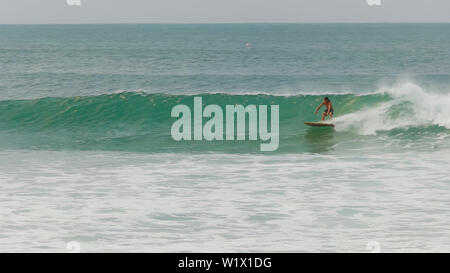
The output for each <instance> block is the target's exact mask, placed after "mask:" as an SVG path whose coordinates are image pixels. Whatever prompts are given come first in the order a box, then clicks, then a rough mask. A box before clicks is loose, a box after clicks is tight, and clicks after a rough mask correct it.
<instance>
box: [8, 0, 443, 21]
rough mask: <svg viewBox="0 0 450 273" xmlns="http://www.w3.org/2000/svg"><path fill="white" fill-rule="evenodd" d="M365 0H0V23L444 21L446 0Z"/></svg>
mask: <svg viewBox="0 0 450 273" xmlns="http://www.w3.org/2000/svg"><path fill="white" fill-rule="evenodd" d="M68 1H69V2H70V1H81V5H80V6H70V5H68V4H67V2H68ZM368 1H369V2H372V1H373V2H376V1H378V0H0V5H1V8H0V24H29V23H39V24H47V23H60V24H64V23H239V22H244V23H245V22H249V23H251V22H289V23H294V22H450V0H381V6H369V5H368V3H367V2H368Z"/></svg>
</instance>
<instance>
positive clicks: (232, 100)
mask: <svg viewBox="0 0 450 273" xmlns="http://www.w3.org/2000/svg"><path fill="white" fill-rule="evenodd" d="M195 96H201V97H202V99H203V104H204V105H209V104H217V105H220V106H222V109H224V111H225V105H234V104H242V105H244V106H246V105H250V104H254V105H279V106H280V146H279V149H278V151H277V152H289V153H290V152H326V151H329V150H336V149H337V150H339V149H340V150H342V151H353V150H355V149H363V150H364V149H373V150H374V151H382V150H383V149H389V150H390V151H392V150H393V149H394V150H395V149H398V150H399V151H402V150H404V149H405V148H408V149H409V148H413V149H426V150H427V149H441V148H448V147H449V138H448V135H449V132H450V109H449V107H448V105H450V95H449V94H436V93H427V92H426V91H425V90H423V89H422V88H421V87H419V86H417V85H414V84H412V83H406V84H402V85H399V86H395V87H391V88H386V89H382V90H380V91H379V92H375V93H372V94H366V95H355V94H342V95H330V98H331V99H332V101H333V104H334V108H335V116H336V117H335V119H334V123H335V124H336V129H335V130H334V129H324V128H309V127H306V126H304V125H303V123H304V122H306V121H317V120H318V119H319V116H320V115H317V116H316V115H314V113H313V112H314V109H315V107H317V105H319V104H320V103H321V101H322V100H323V97H324V96H323V95H308V94H299V95H292V96H273V95H266V94H248V95H232V94H224V93H217V94H199V95H169V94H146V93H138V92H123V93H116V94H105V95H99V96H84V97H67V98H39V99H32V100H5V101H0V143H1V144H0V145H2V146H3V147H2V148H6V149H51V150H72V149H75V150H106V151H109V150H110V151H132V152H169V153H172V152H209V151H215V152H217V151H220V152H232V153H252V152H259V145H260V144H261V142H260V141H231V142H229V141H212V142H208V141H181V142H176V141H174V140H173V139H172V137H171V135H170V132H171V126H172V124H173V123H174V122H175V121H176V120H177V119H176V118H171V115H170V114H171V113H170V111H171V109H172V108H173V107H174V106H175V105H177V104H185V105H188V106H191V109H192V110H193V109H194V108H193V98H194V97H195ZM207 120H208V119H206V118H205V119H204V122H206V121H207ZM224 128H225V126H224ZM247 139H248V138H247Z"/></svg>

Task prompt — All of the data is to be reproduced exactly, with the pictures left out.

Exercise result —
The output for each <instance> block is the target's exact mask, placed after "mask:" as an SVG path whose coordinates are image pixels. Whatever prompts are given come first in the order a box, then clicks, then a rough mask. A box before clicks is loose, a box after clicks is tight, and clicks after a rough mask correct it.
<instance>
box: [8, 0, 443, 21]
rough mask: <svg viewBox="0 0 450 273" xmlns="http://www.w3.org/2000/svg"><path fill="white" fill-rule="evenodd" d="M365 0H0V23L444 21L446 0Z"/></svg>
mask: <svg viewBox="0 0 450 273" xmlns="http://www.w3.org/2000/svg"><path fill="white" fill-rule="evenodd" d="M68 1H69V2H70V1H81V5H80V6H70V5H68V4H67V2H68ZM368 1H369V2H372V1H373V2H376V1H378V0H0V5H1V8H0V24H29V23H39V24H47V23H60V24H64V23H239V22H244V23H245V22H249V23H251V22H289V23H294V22H450V0H381V6H369V5H368V3H367V2H368Z"/></svg>
</instance>
<instance>
positive clicks: (232, 100)
mask: <svg viewBox="0 0 450 273" xmlns="http://www.w3.org/2000/svg"><path fill="white" fill-rule="evenodd" d="M195 96H201V97H202V99H203V104H204V105H209V104H217V105H220V106H222V109H224V111H225V105H234V104H242V105H244V106H246V105H250V104H254V105H279V106H280V146H279V149H278V151H277V152H289V153H290V152H326V151H329V150H336V149H337V150H339V149H340V150H342V151H353V150H355V149H363V150H364V149H373V150H374V151H382V150H383V149H389V150H390V151H392V150H393V149H394V150H395V149H398V150H399V151H402V150H404V149H405V148H408V149H409V148H413V149H426V150H427V149H441V148H448V147H449V138H448V135H449V132H450V109H449V107H448V105H450V95H449V94H436V93H427V92H426V91H425V90H423V89H422V88H421V87H419V86H417V85H414V84H412V83H406V84H402V85H399V86H395V87H391V88H386V89H382V90H380V91H379V92H375V93H372V94H366V95H355V94H342V95H330V98H331V99H332V101H333V104H334V108H335V116H336V117H335V119H334V123H335V124H336V129H335V130H334V129H324V128H309V127H306V126H304V125H303V123H304V122H306V121H317V120H318V119H319V116H320V115H317V116H316V115H314V113H313V112H314V109H315V107H317V105H319V104H320V103H321V101H322V100H323V97H324V96H323V95H308V94H299V95H292V96H273V95H266V94H248V95H232V94H224V93H217V94H199V95H169V94H146V93H138V92H123V93H116V94H105V95H99V96H84V97H67V98H39V99H32V100H5V101H0V143H1V144H0V145H2V146H3V147H2V148H6V149H51V150H72V149H75V150H106V151H109V150H110V151H132V152H169V153H172V152H209V151H215V152H217V151H220V152H232V153H252V152H259V145H260V144H261V142H260V141H231V142H229V141H212V142H208V141H181V142H176V141H174V140H173V139H172V137H171V135H170V132H171V126H172V124H173V123H174V122H175V121H176V120H177V119H176V118H171V115H170V114H171V113H170V111H171V109H172V108H173V107H174V106H175V105H177V104H185V105H188V106H191V109H192V110H193V109H194V108H193V98H194V97H195ZM207 120H208V119H206V118H205V119H204V122H206V121H207ZM224 128H225V126H224ZM247 139H248V138H247Z"/></svg>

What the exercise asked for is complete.